(Exercise brief): Count how many lines in the rows below contain the word "museum". Reply with the number alone.

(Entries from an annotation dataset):
BEGIN

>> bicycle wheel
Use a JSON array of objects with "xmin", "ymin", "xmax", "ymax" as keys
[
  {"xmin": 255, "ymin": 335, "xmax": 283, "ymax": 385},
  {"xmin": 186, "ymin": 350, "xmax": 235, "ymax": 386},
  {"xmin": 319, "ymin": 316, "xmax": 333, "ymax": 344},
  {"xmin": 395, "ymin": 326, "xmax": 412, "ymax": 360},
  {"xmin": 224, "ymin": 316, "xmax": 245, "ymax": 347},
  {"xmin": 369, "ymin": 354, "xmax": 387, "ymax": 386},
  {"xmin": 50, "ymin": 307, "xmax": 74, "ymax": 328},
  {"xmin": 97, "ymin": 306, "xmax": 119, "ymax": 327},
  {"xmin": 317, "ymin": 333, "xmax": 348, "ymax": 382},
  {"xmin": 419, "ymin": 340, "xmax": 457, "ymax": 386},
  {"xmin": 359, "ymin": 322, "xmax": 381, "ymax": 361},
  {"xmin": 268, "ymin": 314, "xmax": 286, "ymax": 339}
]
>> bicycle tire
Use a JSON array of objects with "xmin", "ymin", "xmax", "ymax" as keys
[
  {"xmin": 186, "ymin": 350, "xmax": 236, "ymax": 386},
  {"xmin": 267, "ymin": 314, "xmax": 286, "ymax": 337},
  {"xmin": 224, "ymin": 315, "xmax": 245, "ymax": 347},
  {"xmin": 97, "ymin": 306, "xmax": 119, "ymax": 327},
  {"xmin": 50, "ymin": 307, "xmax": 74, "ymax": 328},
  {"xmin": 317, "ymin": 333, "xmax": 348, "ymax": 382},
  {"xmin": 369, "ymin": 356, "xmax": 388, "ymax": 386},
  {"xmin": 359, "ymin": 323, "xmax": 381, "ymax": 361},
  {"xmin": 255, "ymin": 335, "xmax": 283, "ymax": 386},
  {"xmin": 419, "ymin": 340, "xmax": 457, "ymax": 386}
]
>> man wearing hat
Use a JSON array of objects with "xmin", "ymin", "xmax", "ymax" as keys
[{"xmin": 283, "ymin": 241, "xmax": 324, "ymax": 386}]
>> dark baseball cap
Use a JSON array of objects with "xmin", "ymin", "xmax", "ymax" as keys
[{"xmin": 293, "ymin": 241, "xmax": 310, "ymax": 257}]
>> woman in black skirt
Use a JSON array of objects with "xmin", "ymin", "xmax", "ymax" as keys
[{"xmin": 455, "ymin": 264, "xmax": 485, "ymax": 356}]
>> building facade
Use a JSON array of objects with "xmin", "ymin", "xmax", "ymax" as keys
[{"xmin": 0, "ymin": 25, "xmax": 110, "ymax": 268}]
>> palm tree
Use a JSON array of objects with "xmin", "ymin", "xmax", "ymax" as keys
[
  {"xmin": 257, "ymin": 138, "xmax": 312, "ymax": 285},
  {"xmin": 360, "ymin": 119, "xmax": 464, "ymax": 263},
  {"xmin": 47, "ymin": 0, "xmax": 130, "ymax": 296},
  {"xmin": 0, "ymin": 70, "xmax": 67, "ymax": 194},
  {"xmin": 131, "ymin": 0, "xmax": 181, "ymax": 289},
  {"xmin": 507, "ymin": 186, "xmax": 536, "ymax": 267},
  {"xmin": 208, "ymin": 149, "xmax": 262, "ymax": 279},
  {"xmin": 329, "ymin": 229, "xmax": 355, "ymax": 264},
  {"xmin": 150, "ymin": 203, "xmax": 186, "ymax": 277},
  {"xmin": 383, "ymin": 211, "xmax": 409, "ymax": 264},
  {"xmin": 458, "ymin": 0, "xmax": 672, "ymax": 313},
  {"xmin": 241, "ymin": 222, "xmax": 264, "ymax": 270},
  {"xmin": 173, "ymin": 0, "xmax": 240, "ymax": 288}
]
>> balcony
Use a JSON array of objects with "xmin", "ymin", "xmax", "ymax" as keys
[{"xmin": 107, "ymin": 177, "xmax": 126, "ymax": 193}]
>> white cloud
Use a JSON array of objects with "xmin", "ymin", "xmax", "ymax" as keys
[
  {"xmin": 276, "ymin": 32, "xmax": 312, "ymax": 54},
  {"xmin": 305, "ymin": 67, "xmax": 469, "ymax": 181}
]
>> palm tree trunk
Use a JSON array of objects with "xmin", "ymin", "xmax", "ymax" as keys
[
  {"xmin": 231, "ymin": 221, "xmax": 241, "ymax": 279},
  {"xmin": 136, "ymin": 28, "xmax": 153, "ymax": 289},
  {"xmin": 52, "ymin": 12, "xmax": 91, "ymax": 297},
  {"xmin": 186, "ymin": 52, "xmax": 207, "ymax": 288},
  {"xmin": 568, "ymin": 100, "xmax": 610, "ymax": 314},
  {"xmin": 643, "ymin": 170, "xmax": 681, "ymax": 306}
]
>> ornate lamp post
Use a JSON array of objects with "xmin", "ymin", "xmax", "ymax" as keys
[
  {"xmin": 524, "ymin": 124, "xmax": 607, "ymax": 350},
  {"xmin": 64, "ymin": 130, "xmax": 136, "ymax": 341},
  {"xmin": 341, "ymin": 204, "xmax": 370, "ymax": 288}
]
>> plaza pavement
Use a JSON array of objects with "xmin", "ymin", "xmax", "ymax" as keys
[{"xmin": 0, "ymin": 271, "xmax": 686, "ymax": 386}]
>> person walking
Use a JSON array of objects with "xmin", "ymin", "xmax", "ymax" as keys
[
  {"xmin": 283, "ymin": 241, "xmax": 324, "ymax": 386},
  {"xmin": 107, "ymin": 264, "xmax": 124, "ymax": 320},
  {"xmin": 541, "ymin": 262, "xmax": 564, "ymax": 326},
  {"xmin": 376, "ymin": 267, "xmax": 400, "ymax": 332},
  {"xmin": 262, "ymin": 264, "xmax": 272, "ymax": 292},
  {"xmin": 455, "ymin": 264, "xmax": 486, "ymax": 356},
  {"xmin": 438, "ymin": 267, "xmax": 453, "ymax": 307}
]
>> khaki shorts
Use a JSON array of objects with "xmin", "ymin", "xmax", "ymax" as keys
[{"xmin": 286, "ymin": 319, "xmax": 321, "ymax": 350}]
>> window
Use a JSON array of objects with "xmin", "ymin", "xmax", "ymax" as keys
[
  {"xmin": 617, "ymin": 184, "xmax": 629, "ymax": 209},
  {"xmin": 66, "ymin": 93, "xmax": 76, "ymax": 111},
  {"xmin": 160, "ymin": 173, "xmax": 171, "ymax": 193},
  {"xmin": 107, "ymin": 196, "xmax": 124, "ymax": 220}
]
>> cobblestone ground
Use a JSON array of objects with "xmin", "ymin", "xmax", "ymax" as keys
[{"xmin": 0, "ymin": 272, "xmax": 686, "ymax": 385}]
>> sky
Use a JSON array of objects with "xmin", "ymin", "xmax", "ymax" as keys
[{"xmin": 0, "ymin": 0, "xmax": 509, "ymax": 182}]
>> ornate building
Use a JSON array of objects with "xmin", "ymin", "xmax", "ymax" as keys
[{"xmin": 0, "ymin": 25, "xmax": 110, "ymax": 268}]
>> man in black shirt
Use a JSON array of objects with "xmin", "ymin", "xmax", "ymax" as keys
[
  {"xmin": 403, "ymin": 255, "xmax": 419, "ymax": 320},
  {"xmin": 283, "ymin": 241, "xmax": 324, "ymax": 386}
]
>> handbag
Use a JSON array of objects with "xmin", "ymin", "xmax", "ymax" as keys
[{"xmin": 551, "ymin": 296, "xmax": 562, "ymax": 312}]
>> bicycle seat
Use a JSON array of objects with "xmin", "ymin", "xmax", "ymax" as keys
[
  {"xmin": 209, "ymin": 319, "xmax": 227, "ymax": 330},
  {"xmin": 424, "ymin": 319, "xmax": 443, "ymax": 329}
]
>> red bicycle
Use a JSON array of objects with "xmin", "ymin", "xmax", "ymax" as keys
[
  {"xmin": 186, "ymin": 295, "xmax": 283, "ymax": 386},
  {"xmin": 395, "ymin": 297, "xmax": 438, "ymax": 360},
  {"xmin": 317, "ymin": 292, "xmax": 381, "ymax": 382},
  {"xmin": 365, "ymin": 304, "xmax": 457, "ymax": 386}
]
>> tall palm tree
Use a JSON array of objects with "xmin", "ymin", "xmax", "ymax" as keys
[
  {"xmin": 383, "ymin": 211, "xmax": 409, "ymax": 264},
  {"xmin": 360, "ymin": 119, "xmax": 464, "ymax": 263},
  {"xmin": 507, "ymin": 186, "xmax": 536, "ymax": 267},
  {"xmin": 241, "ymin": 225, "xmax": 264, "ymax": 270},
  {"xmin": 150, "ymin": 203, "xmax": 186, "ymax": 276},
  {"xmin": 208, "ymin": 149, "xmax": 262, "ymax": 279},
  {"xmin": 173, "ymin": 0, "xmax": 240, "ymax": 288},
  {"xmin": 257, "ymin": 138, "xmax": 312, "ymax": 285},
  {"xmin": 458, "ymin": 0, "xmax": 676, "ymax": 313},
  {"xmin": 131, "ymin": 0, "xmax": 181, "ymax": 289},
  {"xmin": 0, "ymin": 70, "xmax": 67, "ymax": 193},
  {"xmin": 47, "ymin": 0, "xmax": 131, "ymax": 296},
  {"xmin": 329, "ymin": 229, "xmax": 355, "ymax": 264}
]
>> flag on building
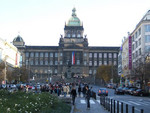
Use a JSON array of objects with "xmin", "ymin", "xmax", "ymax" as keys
[{"xmin": 72, "ymin": 52, "xmax": 75, "ymax": 65}]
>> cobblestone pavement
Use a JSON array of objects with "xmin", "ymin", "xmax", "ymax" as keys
[{"xmin": 73, "ymin": 97, "xmax": 110, "ymax": 113}]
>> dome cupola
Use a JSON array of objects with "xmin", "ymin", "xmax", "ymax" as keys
[
  {"xmin": 13, "ymin": 35, "xmax": 25, "ymax": 46},
  {"xmin": 66, "ymin": 8, "xmax": 81, "ymax": 26}
]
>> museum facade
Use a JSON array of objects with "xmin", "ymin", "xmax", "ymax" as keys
[{"xmin": 13, "ymin": 8, "xmax": 119, "ymax": 79}]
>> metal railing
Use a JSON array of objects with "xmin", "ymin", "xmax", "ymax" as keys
[{"xmin": 100, "ymin": 96, "xmax": 144, "ymax": 113}]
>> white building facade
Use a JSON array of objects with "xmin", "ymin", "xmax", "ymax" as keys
[{"xmin": 0, "ymin": 38, "xmax": 22, "ymax": 67}]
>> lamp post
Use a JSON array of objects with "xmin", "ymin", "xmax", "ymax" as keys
[{"xmin": 4, "ymin": 55, "xmax": 8, "ymax": 84}]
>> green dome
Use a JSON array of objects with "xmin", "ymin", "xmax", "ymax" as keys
[{"xmin": 67, "ymin": 8, "xmax": 81, "ymax": 26}]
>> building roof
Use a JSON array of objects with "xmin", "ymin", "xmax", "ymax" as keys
[
  {"xmin": 89, "ymin": 46, "xmax": 120, "ymax": 51},
  {"xmin": 13, "ymin": 35, "xmax": 24, "ymax": 42},
  {"xmin": 66, "ymin": 8, "xmax": 82, "ymax": 26}
]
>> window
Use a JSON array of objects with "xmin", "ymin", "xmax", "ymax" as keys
[
  {"xmin": 84, "ymin": 61, "xmax": 87, "ymax": 66},
  {"xmin": 145, "ymin": 25, "xmax": 150, "ymax": 32},
  {"xmin": 89, "ymin": 53, "xmax": 92, "ymax": 58},
  {"xmin": 94, "ymin": 53, "xmax": 97, "ymax": 58},
  {"xmin": 139, "ymin": 38, "xmax": 141, "ymax": 46},
  {"xmin": 50, "ymin": 53, "xmax": 53, "ymax": 57},
  {"xmin": 99, "ymin": 61, "xmax": 102, "ymax": 66},
  {"xmin": 109, "ymin": 60, "xmax": 112, "ymax": 65},
  {"xmin": 139, "ymin": 28, "xmax": 141, "ymax": 35},
  {"xmin": 35, "ymin": 52, "xmax": 39, "ymax": 57},
  {"xmin": 114, "ymin": 53, "xmax": 117, "ymax": 58},
  {"xmin": 132, "ymin": 53, "xmax": 134, "ymax": 59},
  {"xmin": 93, "ymin": 69, "xmax": 96, "ymax": 75},
  {"xmin": 77, "ymin": 60, "xmax": 80, "ymax": 65},
  {"xmin": 50, "ymin": 61, "xmax": 53, "ymax": 65},
  {"xmin": 104, "ymin": 61, "xmax": 107, "ymax": 65},
  {"xmin": 132, "ymin": 44, "xmax": 134, "ymax": 50},
  {"xmin": 139, "ymin": 48, "xmax": 141, "ymax": 55},
  {"xmin": 132, "ymin": 35, "xmax": 134, "ymax": 42},
  {"xmin": 72, "ymin": 33, "xmax": 76, "ymax": 37},
  {"xmin": 45, "ymin": 60, "xmax": 48, "ymax": 65},
  {"xmin": 89, "ymin": 61, "xmax": 92, "ymax": 66},
  {"xmin": 109, "ymin": 53, "xmax": 112, "ymax": 58},
  {"xmin": 60, "ymin": 61, "xmax": 62, "ymax": 65},
  {"xmin": 40, "ymin": 53, "xmax": 43, "ymax": 57},
  {"xmin": 55, "ymin": 69, "xmax": 57, "ymax": 74},
  {"xmin": 135, "ymin": 41, "xmax": 138, "ymax": 48},
  {"xmin": 84, "ymin": 53, "xmax": 87, "ymax": 57},
  {"xmin": 114, "ymin": 61, "xmax": 117, "ymax": 65},
  {"xmin": 26, "ymin": 52, "xmax": 29, "ymax": 57},
  {"xmin": 77, "ymin": 34, "xmax": 81, "ymax": 38},
  {"xmin": 145, "ymin": 35, "xmax": 150, "ymax": 43},
  {"xmin": 104, "ymin": 53, "xmax": 107, "ymax": 58},
  {"xmin": 40, "ymin": 60, "xmax": 43, "ymax": 65},
  {"xmin": 67, "ymin": 33, "xmax": 70, "ymax": 38},
  {"xmin": 30, "ymin": 60, "xmax": 33, "ymax": 65},
  {"xmin": 134, "ymin": 32, "xmax": 137, "ymax": 38},
  {"xmin": 89, "ymin": 69, "xmax": 92, "ymax": 74},
  {"xmin": 45, "ymin": 53, "xmax": 48, "ymax": 57},
  {"xmin": 99, "ymin": 53, "xmax": 102, "ymax": 58},
  {"xmin": 145, "ymin": 46, "xmax": 150, "ymax": 52},
  {"xmin": 35, "ymin": 59, "xmax": 39, "ymax": 65},
  {"xmin": 55, "ymin": 61, "xmax": 58, "ymax": 65},
  {"xmin": 94, "ymin": 61, "xmax": 97, "ymax": 66},
  {"xmin": 60, "ymin": 53, "xmax": 63, "ymax": 56},
  {"xmin": 136, "ymin": 51, "xmax": 138, "ymax": 57},
  {"xmin": 30, "ymin": 52, "xmax": 34, "ymax": 57},
  {"xmin": 55, "ymin": 53, "xmax": 58, "ymax": 57}
]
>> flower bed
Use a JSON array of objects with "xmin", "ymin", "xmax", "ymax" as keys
[{"xmin": 0, "ymin": 90, "xmax": 71, "ymax": 113}]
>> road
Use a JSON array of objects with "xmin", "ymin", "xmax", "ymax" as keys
[{"xmin": 90, "ymin": 86, "xmax": 150, "ymax": 113}]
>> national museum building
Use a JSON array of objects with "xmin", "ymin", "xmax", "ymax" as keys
[{"xmin": 13, "ymin": 8, "xmax": 119, "ymax": 79}]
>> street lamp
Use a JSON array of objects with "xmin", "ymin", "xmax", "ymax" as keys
[{"xmin": 4, "ymin": 55, "xmax": 8, "ymax": 84}]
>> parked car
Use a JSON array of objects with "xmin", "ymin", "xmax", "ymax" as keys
[
  {"xmin": 122, "ymin": 87, "xmax": 129, "ymax": 94},
  {"xmin": 128, "ymin": 88, "xmax": 137, "ymax": 95},
  {"xmin": 115, "ymin": 87, "xmax": 124, "ymax": 95},
  {"xmin": 98, "ymin": 88, "xmax": 108, "ymax": 96},
  {"xmin": 133, "ymin": 89, "xmax": 148, "ymax": 96},
  {"xmin": 107, "ymin": 83, "xmax": 113, "ymax": 88}
]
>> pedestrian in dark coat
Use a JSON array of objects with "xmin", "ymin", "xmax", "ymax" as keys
[
  {"xmin": 78, "ymin": 85, "xmax": 81, "ymax": 97},
  {"xmin": 71, "ymin": 87, "xmax": 77, "ymax": 105},
  {"xmin": 82, "ymin": 85, "xmax": 86, "ymax": 97},
  {"xmin": 86, "ymin": 86, "xmax": 91, "ymax": 109}
]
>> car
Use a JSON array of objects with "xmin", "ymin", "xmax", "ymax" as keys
[
  {"xmin": 115, "ymin": 87, "xmax": 124, "ymax": 95},
  {"xmin": 107, "ymin": 83, "xmax": 113, "ymax": 88},
  {"xmin": 128, "ymin": 88, "xmax": 137, "ymax": 95},
  {"xmin": 122, "ymin": 87, "xmax": 129, "ymax": 94},
  {"xmin": 133, "ymin": 89, "xmax": 148, "ymax": 96},
  {"xmin": 98, "ymin": 88, "xmax": 108, "ymax": 96}
]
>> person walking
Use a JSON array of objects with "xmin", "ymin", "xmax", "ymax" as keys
[
  {"xmin": 71, "ymin": 87, "xmax": 77, "ymax": 105},
  {"xmin": 86, "ymin": 86, "xmax": 91, "ymax": 109},
  {"xmin": 78, "ymin": 85, "xmax": 81, "ymax": 97}
]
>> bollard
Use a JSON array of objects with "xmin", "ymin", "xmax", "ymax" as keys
[
  {"xmin": 105, "ymin": 97, "xmax": 107, "ymax": 110},
  {"xmin": 114, "ymin": 100, "xmax": 116, "ymax": 113},
  {"xmin": 100, "ymin": 96, "xmax": 102, "ymax": 105},
  {"xmin": 141, "ymin": 109, "xmax": 144, "ymax": 113},
  {"xmin": 110, "ymin": 99, "xmax": 112, "ymax": 113},
  {"xmin": 117, "ymin": 101, "xmax": 119, "ymax": 113},
  {"xmin": 132, "ymin": 106, "xmax": 134, "ymax": 113},
  {"xmin": 121, "ymin": 102, "xmax": 123, "ymax": 113},
  {"xmin": 126, "ymin": 104, "xmax": 128, "ymax": 113},
  {"xmin": 103, "ymin": 96, "xmax": 106, "ymax": 108}
]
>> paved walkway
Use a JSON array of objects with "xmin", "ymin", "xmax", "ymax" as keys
[{"xmin": 73, "ymin": 97, "xmax": 110, "ymax": 113}]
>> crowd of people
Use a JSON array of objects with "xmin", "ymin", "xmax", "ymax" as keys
[{"xmin": 4, "ymin": 82, "xmax": 92, "ymax": 109}]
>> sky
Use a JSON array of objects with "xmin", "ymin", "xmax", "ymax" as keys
[{"xmin": 0, "ymin": 0, "xmax": 150, "ymax": 46}]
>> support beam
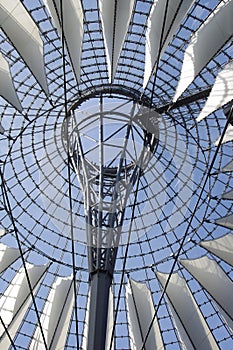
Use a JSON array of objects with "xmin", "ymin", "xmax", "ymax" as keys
[{"xmin": 87, "ymin": 271, "xmax": 112, "ymax": 350}]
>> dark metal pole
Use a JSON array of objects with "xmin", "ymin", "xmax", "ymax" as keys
[{"xmin": 87, "ymin": 270, "xmax": 112, "ymax": 350}]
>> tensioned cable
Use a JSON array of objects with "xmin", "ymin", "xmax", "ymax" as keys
[
  {"xmin": 60, "ymin": 0, "xmax": 79, "ymax": 349},
  {"xmin": 0, "ymin": 168, "xmax": 49, "ymax": 350},
  {"xmin": 141, "ymin": 107, "xmax": 233, "ymax": 350},
  {"xmin": 109, "ymin": 134, "xmax": 154, "ymax": 350}
]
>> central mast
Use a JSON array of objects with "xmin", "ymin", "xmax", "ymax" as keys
[{"xmin": 69, "ymin": 89, "xmax": 157, "ymax": 350}]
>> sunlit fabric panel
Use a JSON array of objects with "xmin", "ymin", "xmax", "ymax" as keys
[
  {"xmin": 197, "ymin": 62, "xmax": 233, "ymax": 122},
  {"xmin": 200, "ymin": 233, "xmax": 233, "ymax": 266},
  {"xmin": 81, "ymin": 289, "xmax": 115, "ymax": 350},
  {"xmin": 173, "ymin": 0, "xmax": 233, "ymax": 101},
  {"xmin": 0, "ymin": 54, "xmax": 22, "ymax": 112},
  {"xmin": 143, "ymin": 0, "xmax": 194, "ymax": 88},
  {"xmin": 221, "ymin": 191, "xmax": 233, "ymax": 199},
  {"xmin": 0, "ymin": 263, "xmax": 47, "ymax": 349},
  {"xmin": 0, "ymin": 243, "xmax": 20, "ymax": 273},
  {"xmin": 0, "ymin": 0, "xmax": 48, "ymax": 94},
  {"xmin": 31, "ymin": 277, "xmax": 74, "ymax": 350},
  {"xmin": 214, "ymin": 124, "xmax": 233, "ymax": 146},
  {"xmin": 181, "ymin": 256, "xmax": 233, "ymax": 329},
  {"xmin": 45, "ymin": 0, "xmax": 83, "ymax": 83},
  {"xmin": 126, "ymin": 279, "xmax": 164, "ymax": 350},
  {"xmin": 156, "ymin": 272, "xmax": 219, "ymax": 350},
  {"xmin": 99, "ymin": 0, "xmax": 134, "ymax": 83}
]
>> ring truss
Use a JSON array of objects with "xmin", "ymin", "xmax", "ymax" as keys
[{"xmin": 0, "ymin": 0, "xmax": 233, "ymax": 350}]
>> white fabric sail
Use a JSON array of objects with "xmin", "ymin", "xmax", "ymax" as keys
[
  {"xmin": 197, "ymin": 62, "xmax": 233, "ymax": 122},
  {"xmin": 0, "ymin": 53, "xmax": 22, "ymax": 112},
  {"xmin": 173, "ymin": 0, "xmax": 233, "ymax": 102},
  {"xmin": 45, "ymin": 0, "xmax": 83, "ymax": 83},
  {"xmin": 222, "ymin": 161, "xmax": 233, "ymax": 172},
  {"xmin": 30, "ymin": 276, "xmax": 74, "ymax": 350},
  {"xmin": 99, "ymin": 0, "xmax": 134, "ymax": 83},
  {"xmin": 0, "ymin": 263, "xmax": 47, "ymax": 349},
  {"xmin": 156, "ymin": 272, "xmax": 219, "ymax": 350},
  {"xmin": 0, "ymin": 0, "xmax": 48, "ymax": 95},
  {"xmin": 180, "ymin": 256, "xmax": 233, "ymax": 329},
  {"xmin": 200, "ymin": 233, "xmax": 233, "ymax": 266},
  {"xmin": 0, "ymin": 227, "xmax": 6, "ymax": 237},
  {"xmin": 143, "ymin": 0, "xmax": 194, "ymax": 89},
  {"xmin": 126, "ymin": 279, "xmax": 164, "ymax": 350},
  {"xmin": 214, "ymin": 124, "xmax": 233, "ymax": 146},
  {"xmin": 81, "ymin": 289, "xmax": 115, "ymax": 350},
  {"xmin": 221, "ymin": 190, "xmax": 233, "ymax": 199},
  {"xmin": 0, "ymin": 243, "xmax": 20, "ymax": 273}
]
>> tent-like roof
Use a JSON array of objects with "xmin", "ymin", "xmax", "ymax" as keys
[{"xmin": 0, "ymin": 0, "xmax": 233, "ymax": 350}]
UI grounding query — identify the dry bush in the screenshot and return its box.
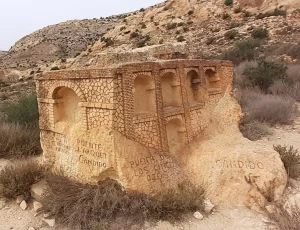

END

(Correct result): 2